**EXERCISE PASSAGE**.
Environmental History: Nature and the Western World, 1800-2000
The module is an introduction to the environmental history of the Western World over the past two centuries. It examines the history of environmental ideas and our changing attitudes to animals and nature, alongside the history of human impacts on the environment using the USA, Australia, New Zealand and Great Britain as case studies. Topics include species history, the rise of popular movements concerned with the environment, the role of the state in environmental protection, the history of pollution and pesticide use; the National Park movement and the Nature Reserve and the rise of outdoor leisure and recreation. The role of wildlife television and natural history film-making will also be examined.
Central European History: From Revolution to War, 1848-1914

This module aims to encourage students to develop a detailed understanding of the major political, social and economic developments in Central Europe between 1848 and 1914. They should become aware of the main historiographical debates concerning the region and the Habsburg Monarchy in particular.

As a result of their historical studies and analytical thinking, students should enhance and develop a range of intellectual and transferable skills.

Soviet State and Society

This module examines political, social and economic transformations in the Soviet Union from the October Revolution of 1917 to Gorbachev’s attempted reforms and the collapse of the state in 1991. You will look at Russia both from the top down (state-building strategies; leadership and regime change; economic and social policy formulation and implementation) and from the bottom up (societal developments and the changing structures and practices of everyday life). You will usually spend three hours in lectures and seminars each week.

Heroes and Villains in the Middle Ages
The module compares and contrasts key historical, legendary and fictional figures to examine the development of western medieval values and ideologies such as monasticism, chivalry and kingship. It explores how individuals shaped ideal types and how they themselves strove to match medieval archetypes. The binary oppositions between ‘good’ and ‘bad’ are explored through study of the ‘bad king’, and the creation of villains such as the Jew. You will spend four hours per week in lectures and seminars.
The Venetian Republic, 1450-1575

This module explores the nature of the Venetian Republic in the later fifteenth and sixteenth centuries. It examines the constitution, and administrative and judicial system, its imperial and military organisation, but will above all focus on the city and its inhabitants. The module will examine the enormous cultural dynamism of the city (especially the visual arts from the Bellini to Tintoretto and Veronese), changing urban fabric, the role of ritual and ceremony, the position of the Church, and class and gender.

**GIVEN RECORDS**.
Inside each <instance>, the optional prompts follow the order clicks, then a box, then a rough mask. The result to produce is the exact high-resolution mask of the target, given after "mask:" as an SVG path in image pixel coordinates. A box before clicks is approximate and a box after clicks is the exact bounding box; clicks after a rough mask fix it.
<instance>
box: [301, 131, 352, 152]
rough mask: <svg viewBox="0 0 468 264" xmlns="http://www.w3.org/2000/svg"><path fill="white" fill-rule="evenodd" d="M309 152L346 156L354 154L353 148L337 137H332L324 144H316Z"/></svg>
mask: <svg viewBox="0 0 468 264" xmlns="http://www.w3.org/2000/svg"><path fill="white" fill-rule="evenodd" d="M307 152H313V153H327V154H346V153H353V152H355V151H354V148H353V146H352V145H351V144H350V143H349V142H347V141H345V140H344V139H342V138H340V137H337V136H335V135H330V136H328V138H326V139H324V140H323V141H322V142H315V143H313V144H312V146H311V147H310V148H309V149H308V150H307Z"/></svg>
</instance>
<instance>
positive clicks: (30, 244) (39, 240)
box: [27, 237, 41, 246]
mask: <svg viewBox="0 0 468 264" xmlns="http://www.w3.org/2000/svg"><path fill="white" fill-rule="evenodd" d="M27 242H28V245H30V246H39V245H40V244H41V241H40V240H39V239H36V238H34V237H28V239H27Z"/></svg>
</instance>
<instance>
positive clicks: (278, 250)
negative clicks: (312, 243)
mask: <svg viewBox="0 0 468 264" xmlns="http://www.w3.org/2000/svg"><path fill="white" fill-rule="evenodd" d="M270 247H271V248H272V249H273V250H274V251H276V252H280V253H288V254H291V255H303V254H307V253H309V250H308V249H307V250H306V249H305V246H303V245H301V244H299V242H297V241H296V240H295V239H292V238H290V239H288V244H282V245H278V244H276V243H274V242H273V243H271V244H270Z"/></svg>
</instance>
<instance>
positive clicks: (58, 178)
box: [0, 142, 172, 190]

**COMPLETE THE FOLLOWING**.
a) In the history module descriptions, how many hours per week do students spend in lectures and seminars for Heroes and Villains in the Middle Ages?
b) Could you carry on the history module descriptions from the point where they stop?

**EXPECTED RESPONSES**.
a) Four hours.

b)
  • Venice and international context
  • The Venetian economy
  • Constitution and administration
  • Venice at war and peace
  • Patricians, citizens and popular classes
  • Women in Venice: wives and workers, whores and nuns
  • Urban fabric
  • Patronage and the arts
  • Artisans and printers
  • Religion and the republic
  • Jews and foreigners
Liberating Africa: Decolonisation, Development and the Cold War, 1919-1994

The purpose of this module is to examine current debates in the historiography about the end of the European empires in African and the emergence of a new political system of independent states. Topics which will feature particularly strongly are

  • the emergence of a variety of different forms of African nationalism
  • the ongoing debate about the uneven economic development of Africa during the last years of empire and the first years of independence
  • the controversies surrounding the numerous colonial wars which were fought during the liberation struggle
  • the significance of race including the question of European settlements and migration
  • the impact of the Cold War on the politics of decolonisation. Countries which will be examined in particular detail will include Egypt, Algeria, Ghana, the Congo, Kenya, Angola, Zimbabwe and South Africa.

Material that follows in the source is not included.